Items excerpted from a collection
######

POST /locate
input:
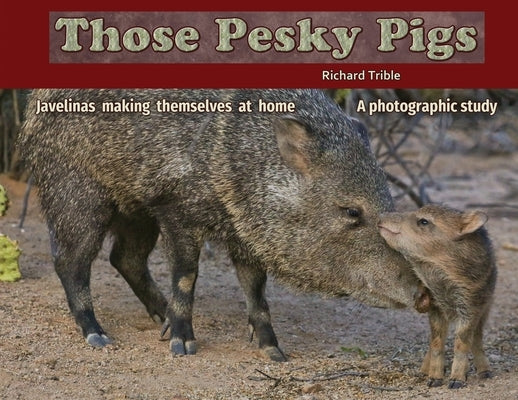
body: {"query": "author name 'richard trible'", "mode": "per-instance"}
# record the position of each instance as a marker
(372, 75)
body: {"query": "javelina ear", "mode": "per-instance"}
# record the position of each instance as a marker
(293, 140)
(471, 221)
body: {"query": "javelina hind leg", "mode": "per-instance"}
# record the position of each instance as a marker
(183, 253)
(433, 363)
(253, 282)
(479, 356)
(135, 238)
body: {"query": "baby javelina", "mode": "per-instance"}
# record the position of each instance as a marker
(451, 254)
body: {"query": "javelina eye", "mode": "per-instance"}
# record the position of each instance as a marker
(422, 222)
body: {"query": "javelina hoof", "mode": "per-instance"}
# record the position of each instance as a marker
(275, 354)
(180, 348)
(98, 340)
(485, 375)
(455, 384)
(434, 382)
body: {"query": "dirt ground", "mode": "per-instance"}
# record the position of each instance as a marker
(337, 348)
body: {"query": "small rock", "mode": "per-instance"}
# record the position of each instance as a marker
(312, 388)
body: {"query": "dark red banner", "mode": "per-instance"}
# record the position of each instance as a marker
(284, 46)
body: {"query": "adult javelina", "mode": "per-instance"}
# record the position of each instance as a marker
(293, 195)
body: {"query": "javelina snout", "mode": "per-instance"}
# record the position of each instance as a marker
(291, 195)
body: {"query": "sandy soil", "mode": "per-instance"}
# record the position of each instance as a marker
(337, 348)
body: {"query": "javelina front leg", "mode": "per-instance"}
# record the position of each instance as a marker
(183, 256)
(253, 282)
(462, 348)
(73, 256)
(135, 238)
(433, 363)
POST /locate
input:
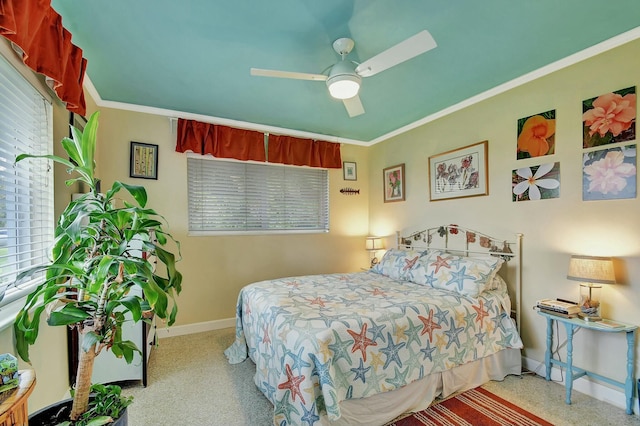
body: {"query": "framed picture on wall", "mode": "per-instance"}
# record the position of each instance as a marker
(143, 160)
(349, 171)
(393, 184)
(459, 173)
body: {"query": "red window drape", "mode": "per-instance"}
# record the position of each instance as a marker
(229, 142)
(37, 30)
(304, 152)
(220, 141)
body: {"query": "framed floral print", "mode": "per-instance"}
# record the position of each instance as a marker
(609, 118)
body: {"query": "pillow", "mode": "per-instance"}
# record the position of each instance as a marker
(398, 263)
(468, 276)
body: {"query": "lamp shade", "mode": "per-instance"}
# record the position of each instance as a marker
(591, 269)
(374, 243)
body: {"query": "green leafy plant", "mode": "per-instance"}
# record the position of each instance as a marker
(105, 405)
(95, 263)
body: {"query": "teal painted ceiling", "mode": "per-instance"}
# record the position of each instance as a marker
(193, 57)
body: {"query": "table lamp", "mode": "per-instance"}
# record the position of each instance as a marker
(373, 244)
(591, 271)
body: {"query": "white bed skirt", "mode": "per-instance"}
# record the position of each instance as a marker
(382, 408)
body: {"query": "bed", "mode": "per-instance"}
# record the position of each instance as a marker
(432, 318)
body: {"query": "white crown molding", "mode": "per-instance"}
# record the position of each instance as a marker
(172, 114)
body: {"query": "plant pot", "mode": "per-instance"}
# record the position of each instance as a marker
(60, 411)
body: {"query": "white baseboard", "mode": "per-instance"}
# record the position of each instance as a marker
(595, 390)
(180, 330)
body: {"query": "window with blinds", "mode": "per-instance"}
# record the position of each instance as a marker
(26, 188)
(231, 196)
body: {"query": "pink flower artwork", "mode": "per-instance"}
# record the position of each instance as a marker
(609, 118)
(609, 174)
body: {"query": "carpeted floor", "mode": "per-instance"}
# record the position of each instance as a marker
(192, 384)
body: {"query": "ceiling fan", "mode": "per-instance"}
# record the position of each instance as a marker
(344, 77)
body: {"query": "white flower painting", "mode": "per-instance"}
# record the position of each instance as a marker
(536, 182)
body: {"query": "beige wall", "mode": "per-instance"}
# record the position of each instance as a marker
(553, 229)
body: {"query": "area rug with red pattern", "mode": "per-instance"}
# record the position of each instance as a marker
(475, 407)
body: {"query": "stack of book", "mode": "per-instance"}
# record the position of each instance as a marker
(558, 307)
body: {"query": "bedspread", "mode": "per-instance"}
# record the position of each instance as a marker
(318, 340)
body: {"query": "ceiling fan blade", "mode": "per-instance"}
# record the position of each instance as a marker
(287, 74)
(354, 106)
(403, 51)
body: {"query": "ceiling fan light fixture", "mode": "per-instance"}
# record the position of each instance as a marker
(344, 86)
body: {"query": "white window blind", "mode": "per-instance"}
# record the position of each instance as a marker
(228, 196)
(26, 188)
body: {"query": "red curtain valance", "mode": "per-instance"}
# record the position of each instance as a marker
(37, 30)
(220, 141)
(304, 152)
(229, 142)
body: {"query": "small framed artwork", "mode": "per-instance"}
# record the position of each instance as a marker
(349, 171)
(143, 160)
(459, 173)
(393, 183)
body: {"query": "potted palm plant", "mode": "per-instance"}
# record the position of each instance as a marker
(95, 262)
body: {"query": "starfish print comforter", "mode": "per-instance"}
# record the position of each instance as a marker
(318, 340)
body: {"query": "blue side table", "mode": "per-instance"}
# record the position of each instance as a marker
(573, 373)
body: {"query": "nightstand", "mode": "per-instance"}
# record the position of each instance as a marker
(573, 373)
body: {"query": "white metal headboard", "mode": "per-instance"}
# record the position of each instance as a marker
(467, 242)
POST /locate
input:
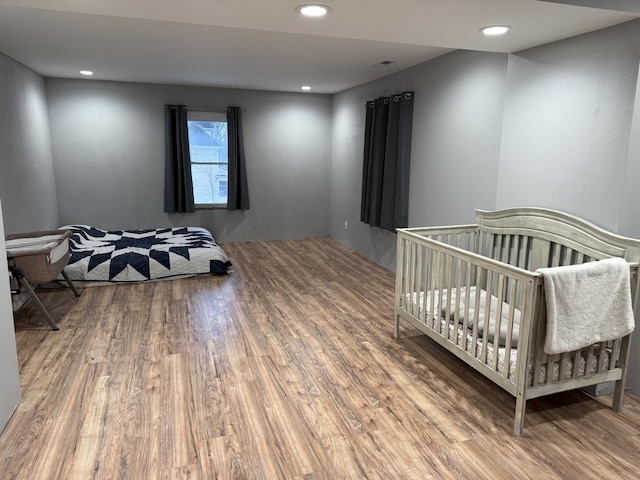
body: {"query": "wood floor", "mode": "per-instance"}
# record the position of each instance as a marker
(285, 369)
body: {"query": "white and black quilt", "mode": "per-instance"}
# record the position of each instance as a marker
(139, 255)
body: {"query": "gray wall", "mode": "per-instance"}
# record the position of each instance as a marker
(27, 184)
(108, 145)
(9, 381)
(457, 125)
(567, 125)
(555, 126)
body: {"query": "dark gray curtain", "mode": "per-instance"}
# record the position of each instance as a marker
(387, 154)
(238, 189)
(178, 188)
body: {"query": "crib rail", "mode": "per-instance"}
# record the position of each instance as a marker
(463, 300)
(474, 289)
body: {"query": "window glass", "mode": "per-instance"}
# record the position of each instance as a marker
(209, 157)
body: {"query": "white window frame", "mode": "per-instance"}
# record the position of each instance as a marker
(210, 116)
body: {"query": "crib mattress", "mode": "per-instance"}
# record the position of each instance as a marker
(448, 329)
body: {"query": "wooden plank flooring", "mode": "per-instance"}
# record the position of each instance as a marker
(285, 369)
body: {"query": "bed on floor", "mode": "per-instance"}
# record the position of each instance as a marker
(141, 255)
(536, 300)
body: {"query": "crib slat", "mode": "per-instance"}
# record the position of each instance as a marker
(615, 354)
(602, 354)
(487, 308)
(507, 345)
(564, 360)
(575, 366)
(498, 320)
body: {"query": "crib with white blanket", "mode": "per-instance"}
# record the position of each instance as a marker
(536, 300)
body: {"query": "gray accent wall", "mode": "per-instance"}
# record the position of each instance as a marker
(457, 121)
(567, 125)
(557, 126)
(27, 183)
(108, 143)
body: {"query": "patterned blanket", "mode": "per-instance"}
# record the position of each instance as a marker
(138, 255)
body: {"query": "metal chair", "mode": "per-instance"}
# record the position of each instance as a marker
(37, 258)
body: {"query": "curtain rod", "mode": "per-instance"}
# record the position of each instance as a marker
(204, 109)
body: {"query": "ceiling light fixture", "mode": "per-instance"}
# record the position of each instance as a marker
(494, 30)
(313, 10)
(382, 64)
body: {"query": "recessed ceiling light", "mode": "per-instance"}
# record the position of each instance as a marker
(382, 64)
(313, 10)
(495, 30)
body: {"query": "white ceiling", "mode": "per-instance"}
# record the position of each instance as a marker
(266, 44)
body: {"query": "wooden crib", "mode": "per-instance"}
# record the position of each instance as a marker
(474, 289)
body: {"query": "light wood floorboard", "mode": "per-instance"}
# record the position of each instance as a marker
(285, 369)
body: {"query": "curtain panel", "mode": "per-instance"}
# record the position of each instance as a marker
(238, 188)
(386, 162)
(178, 187)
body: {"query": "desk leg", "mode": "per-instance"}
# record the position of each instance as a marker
(34, 297)
(70, 283)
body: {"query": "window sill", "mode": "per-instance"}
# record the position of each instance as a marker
(211, 207)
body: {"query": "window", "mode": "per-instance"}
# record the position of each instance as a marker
(209, 157)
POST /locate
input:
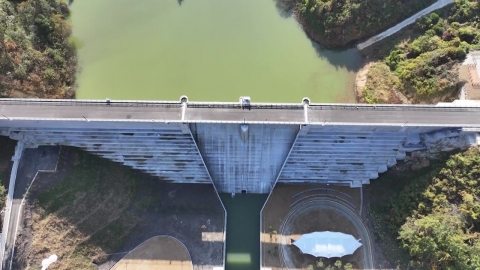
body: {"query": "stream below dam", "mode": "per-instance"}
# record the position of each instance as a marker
(209, 50)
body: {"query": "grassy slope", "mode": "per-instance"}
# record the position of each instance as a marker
(90, 209)
(36, 58)
(424, 59)
(397, 196)
(335, 23)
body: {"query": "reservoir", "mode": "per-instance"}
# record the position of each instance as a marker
(209, 50)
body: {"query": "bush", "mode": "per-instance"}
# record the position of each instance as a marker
(35, 55)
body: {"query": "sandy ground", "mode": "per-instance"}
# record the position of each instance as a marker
(361, 79)
(277, 250)
(161, 252)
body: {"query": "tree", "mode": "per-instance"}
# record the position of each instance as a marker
(439, 240)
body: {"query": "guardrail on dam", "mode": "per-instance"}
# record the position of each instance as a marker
(243, 146)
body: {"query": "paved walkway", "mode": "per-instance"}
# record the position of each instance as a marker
(41, 159)
(437, 5)
(160, 252)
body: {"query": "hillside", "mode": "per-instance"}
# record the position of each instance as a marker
(36, 58)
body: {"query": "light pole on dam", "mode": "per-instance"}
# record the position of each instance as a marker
(243, 146)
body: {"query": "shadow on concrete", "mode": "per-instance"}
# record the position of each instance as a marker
(118, 209)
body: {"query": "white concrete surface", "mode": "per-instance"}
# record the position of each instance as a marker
(437, 5)
(11, 188)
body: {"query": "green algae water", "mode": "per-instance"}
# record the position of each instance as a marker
(243, 230)
(209, 50)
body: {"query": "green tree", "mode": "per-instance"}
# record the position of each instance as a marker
(438, 240)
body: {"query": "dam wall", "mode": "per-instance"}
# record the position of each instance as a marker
(251, 158)
(245, 148)
(244, 157)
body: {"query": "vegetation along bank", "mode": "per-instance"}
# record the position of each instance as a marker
(36, 57)
(422, 62)
(430, 219)
(336, 23)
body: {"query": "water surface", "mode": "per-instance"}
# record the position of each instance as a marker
(243, 230)
(210, 50)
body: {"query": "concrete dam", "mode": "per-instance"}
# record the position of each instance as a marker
(244, 146)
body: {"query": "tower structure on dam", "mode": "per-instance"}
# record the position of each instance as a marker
(244, 147)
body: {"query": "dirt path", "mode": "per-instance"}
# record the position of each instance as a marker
(361, 79)
(160, 252)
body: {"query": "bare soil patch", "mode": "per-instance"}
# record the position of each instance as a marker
(161, 252)
(93, 211)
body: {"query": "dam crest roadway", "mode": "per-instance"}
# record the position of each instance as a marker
(443, 114)
(244, 146)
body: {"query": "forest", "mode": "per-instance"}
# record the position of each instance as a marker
(336, 23)
(434, 214)
(425, 69)
(37, 59)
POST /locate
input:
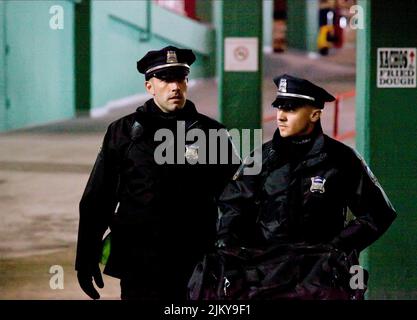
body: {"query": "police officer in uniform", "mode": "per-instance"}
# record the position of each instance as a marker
(162, 217)
(294, 213)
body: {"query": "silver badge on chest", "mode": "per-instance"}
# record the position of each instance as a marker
(317, 184)
(191, 153)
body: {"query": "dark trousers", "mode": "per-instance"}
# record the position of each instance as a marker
(152, 288)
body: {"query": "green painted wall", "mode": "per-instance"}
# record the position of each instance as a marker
(123, 31)
(204, 10)
(386, 135)
(267, 22)
(39, 68)
(2, 68)
(240, 93)
(303, 24)
(82, 55)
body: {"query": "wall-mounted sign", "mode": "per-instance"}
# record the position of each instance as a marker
(241, 54)
(396, 68)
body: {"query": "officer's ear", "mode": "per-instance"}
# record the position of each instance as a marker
(315, 115)
(149, 86)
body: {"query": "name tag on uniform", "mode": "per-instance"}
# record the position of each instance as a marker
(191, 152)
(317, 184)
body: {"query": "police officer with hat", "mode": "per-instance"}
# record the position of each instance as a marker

######

**INSTRUCTIONS TO FOLLOW:** Tally the lines of the items above that contain the string "soil", treating case as significant. What is the count? Reply with the number alone.

**THE RESPONSE:** 2